QUESTIONS:
a - Please reproduce the intervertebral implant text from "The present invention" to "of the side wall.", replacing "side wall" with "lateral wall" throughout.
b - Decide whether each statement below agrees with the intervertebral implant text. Answer yes or no for each, quoting the words that decide it.
(i) In the implant known from DE 10 2008 045 174 A1, the insertion opening has a slit-like elongated shape.
(ii) The elongate support projection sits at a proximal end of the shaft.
(iii) The shaft is fixed and cannot turn relative to the sleeve.

SOURCE PASSAGE:
========================================

The present invention relates to an intervertebral implant having a top surface configured to engage a first vertebral body, a bottom surface configured to engage a second vertebral body and a side wall connecting the top surface and the bottom surface, and a hollow space formed within the implant and accessible through an elongate opening extending through a portion of the side wall.
The invention further relates to a device for inserting the intervertebral implant into a body, comprising a drive shaft including an engagement portion for engaging a hollow space of an intervertebral implant in a form-fit connection, and a sleeve movably guiding the drive shaft and having a longitudinal axis.
An intervertebral implant which is configured to be engaged by an insertion device for insertion of the implant between first and second vertebral members is known from DE 10 2008 045 174 A1. The intervertebral implant has an insertion opening including a slit-like elongated shape that extends through the side wall. The insertion opening provides access to an inner space of the implant for the insertion device. The insertion device has a sleeve and a shaft guided through the sleeve, wherein an elongate support projection having a cylindrical support surface is provided at a distal end of the shaft.
The shaft can be rotated with respect to the sleeve, such that the elongate support projection is first inserted through the slit-like opening into the inner space and then rotated to establish a connection. The shaft may then be drawn back with respect to the sleeve in order to connect the cylindrical support surface of the shaft with a corresponding cylindrical recess formed at an inner wall of the inner space in a direction transverse to the insertion opening in a form-fit manner. This connection allows for rotating and selectively positioning the implant with respect to the insertion tool, wherein its shaft follows the path of the slit-like opening. A counterforce and sliding engagement is achieved by an appropriately shaped front wall of the distal end and of the sleeve, which engages the side wall of the implant around the insertion opening.

========================================

RECORDS SHOWN:
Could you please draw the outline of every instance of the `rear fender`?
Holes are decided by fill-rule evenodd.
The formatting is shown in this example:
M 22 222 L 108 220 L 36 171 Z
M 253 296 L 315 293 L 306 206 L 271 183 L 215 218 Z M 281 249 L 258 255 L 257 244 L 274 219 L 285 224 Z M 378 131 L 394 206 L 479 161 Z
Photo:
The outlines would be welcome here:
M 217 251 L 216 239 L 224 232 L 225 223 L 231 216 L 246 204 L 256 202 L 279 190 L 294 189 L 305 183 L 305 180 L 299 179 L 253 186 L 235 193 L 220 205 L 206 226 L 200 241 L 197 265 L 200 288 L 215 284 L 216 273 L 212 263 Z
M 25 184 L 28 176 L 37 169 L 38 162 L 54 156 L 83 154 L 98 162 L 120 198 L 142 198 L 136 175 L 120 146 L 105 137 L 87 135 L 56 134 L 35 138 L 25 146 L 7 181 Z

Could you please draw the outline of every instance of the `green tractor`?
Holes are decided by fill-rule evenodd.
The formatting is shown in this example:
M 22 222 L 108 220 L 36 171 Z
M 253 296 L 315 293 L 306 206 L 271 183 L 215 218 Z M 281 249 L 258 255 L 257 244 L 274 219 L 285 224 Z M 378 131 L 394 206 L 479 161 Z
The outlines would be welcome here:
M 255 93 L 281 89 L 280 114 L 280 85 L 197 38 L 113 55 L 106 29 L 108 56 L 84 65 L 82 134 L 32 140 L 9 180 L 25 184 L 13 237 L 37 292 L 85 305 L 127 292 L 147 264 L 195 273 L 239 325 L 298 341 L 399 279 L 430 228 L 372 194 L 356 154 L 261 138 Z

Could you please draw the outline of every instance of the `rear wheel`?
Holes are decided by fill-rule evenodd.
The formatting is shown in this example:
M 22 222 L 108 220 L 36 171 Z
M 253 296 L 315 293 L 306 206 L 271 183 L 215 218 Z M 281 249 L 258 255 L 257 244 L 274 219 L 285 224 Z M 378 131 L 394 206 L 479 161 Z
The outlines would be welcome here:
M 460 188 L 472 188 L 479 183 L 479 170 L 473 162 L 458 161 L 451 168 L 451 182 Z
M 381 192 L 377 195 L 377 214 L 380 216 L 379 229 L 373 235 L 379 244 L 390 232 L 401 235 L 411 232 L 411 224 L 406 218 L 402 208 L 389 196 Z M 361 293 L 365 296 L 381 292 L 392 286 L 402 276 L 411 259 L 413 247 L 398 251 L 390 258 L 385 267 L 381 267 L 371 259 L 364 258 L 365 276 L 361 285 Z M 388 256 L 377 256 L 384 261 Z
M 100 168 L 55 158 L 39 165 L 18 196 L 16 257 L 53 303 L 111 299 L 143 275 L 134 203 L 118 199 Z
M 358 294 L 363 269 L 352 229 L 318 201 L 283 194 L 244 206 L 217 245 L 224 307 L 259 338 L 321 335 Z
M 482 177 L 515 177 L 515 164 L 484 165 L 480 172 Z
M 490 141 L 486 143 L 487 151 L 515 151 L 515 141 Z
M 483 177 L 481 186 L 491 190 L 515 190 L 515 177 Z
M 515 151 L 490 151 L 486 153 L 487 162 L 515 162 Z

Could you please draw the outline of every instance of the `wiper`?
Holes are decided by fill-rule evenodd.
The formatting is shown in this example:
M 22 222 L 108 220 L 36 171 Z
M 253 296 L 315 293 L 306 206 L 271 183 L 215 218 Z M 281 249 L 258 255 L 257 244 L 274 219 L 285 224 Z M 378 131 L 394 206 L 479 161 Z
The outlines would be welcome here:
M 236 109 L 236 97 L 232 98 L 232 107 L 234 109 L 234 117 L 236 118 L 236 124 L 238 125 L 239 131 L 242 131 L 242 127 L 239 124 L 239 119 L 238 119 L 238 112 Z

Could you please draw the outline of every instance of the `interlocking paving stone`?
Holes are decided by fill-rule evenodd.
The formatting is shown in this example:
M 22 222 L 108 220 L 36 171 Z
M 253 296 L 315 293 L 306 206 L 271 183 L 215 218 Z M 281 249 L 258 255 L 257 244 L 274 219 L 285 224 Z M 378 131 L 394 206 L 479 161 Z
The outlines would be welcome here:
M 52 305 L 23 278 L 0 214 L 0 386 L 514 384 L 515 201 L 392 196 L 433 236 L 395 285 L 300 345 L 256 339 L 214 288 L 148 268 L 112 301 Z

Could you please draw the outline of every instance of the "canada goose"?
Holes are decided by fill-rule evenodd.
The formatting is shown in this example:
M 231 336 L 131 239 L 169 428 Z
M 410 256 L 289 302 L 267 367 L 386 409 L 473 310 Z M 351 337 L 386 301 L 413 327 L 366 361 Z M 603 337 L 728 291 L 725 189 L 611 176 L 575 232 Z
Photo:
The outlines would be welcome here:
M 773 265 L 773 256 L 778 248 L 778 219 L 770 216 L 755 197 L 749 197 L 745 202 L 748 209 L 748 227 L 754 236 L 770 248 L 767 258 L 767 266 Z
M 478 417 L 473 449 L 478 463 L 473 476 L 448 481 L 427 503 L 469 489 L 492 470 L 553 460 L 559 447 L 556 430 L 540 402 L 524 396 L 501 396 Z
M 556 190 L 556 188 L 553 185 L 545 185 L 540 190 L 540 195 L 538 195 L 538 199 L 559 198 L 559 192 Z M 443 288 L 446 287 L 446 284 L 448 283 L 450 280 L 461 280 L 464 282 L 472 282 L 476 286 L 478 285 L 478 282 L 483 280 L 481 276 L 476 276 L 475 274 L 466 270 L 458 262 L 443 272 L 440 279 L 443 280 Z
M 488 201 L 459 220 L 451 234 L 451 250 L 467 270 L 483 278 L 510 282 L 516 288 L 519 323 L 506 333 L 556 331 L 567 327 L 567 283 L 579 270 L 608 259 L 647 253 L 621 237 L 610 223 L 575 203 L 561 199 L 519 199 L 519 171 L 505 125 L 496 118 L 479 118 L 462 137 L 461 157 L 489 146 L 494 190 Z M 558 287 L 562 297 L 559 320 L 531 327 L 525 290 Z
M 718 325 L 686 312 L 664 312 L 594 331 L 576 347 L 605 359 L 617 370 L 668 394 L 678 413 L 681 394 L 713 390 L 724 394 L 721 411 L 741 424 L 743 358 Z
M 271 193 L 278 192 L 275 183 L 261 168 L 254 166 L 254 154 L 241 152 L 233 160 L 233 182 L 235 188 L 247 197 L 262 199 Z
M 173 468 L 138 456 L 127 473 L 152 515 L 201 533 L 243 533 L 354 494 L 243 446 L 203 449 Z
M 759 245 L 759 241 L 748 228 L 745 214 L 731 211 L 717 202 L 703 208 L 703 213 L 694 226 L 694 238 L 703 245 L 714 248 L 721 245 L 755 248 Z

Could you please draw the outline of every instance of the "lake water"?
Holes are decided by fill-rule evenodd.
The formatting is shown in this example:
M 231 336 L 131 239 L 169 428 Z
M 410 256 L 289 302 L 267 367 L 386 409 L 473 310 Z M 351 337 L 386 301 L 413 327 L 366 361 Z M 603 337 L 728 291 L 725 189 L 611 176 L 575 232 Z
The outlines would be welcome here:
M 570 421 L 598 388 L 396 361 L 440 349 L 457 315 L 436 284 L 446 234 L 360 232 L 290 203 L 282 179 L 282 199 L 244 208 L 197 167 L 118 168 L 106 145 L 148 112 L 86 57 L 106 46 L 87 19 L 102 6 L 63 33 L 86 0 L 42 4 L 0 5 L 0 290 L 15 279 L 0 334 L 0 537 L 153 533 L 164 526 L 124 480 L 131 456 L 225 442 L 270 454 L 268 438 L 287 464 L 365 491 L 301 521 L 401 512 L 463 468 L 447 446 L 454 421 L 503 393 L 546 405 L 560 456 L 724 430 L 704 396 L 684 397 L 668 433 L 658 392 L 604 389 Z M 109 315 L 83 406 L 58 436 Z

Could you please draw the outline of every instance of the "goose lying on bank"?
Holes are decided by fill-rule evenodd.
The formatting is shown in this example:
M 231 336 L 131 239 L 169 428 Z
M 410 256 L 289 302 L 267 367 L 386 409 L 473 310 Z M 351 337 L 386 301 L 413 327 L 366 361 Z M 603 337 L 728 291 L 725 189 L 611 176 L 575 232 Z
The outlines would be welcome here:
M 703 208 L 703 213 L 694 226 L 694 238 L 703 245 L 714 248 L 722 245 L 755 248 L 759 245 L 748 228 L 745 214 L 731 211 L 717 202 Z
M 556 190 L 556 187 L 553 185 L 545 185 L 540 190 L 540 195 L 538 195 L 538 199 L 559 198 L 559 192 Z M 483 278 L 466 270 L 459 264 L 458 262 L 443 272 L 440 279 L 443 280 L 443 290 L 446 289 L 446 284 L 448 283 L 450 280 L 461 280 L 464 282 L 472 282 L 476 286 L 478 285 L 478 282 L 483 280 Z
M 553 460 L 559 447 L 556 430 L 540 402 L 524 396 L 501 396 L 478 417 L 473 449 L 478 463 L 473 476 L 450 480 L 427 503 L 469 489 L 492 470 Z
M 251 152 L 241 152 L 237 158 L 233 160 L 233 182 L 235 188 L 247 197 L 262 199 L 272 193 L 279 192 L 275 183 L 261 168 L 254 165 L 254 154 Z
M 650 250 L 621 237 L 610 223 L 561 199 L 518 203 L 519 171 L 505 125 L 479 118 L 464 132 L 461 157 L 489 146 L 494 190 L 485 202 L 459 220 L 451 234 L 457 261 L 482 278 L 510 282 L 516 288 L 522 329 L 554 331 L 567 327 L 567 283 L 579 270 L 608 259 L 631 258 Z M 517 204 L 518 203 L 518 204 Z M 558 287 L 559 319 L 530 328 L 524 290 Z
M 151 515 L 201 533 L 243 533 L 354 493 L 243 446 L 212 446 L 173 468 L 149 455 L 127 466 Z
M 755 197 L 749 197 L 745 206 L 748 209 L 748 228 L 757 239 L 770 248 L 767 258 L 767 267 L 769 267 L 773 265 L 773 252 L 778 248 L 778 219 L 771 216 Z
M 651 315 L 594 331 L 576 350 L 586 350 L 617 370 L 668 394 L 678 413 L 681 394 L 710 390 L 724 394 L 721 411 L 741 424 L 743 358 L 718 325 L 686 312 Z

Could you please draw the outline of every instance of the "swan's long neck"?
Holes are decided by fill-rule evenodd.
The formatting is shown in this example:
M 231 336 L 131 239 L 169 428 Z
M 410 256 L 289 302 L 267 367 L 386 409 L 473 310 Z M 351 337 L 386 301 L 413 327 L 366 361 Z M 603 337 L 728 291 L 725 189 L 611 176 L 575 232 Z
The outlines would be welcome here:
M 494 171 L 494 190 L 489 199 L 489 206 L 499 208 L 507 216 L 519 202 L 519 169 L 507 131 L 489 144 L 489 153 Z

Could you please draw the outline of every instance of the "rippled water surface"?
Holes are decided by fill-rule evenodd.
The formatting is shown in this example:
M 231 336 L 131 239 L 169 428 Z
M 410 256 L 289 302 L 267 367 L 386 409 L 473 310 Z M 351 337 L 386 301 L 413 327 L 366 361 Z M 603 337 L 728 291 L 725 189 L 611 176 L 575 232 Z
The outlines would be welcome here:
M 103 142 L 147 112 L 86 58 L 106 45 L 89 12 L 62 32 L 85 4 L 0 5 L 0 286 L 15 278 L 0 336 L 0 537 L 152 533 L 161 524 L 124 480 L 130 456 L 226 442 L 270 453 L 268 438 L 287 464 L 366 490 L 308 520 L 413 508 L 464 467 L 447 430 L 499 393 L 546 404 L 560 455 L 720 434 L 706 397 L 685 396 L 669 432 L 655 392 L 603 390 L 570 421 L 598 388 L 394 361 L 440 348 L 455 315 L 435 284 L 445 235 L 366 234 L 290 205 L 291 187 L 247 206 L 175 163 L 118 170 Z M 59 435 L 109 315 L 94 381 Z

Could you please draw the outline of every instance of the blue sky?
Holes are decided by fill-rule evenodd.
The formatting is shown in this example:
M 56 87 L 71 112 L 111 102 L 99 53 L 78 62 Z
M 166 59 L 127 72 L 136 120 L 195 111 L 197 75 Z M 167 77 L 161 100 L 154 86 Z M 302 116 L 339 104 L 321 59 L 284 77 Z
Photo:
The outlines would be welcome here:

========================================

TASK ANSWERS:
a -
The present invention relates to an intervertebral implant having a top surface configured to engage a first vertebral body, a bottom surface configured to engage a second vertebral body and a lateral wall connecting the top surface and the bottom surface, and a hollow space formed within the implant and accessible through an elongate opening extending through a portion of the lateral wall.

b -
(i) Yes: "The intervertebral implant has an insertion opening including a slit-like elongated shape that extends through the side wall."
(ii) No: "an elongate support projection having a cylindrical support surface is provided at a distal end of the shaft."
(iii) No: "The shaft can be rotated with respect to the sleeve"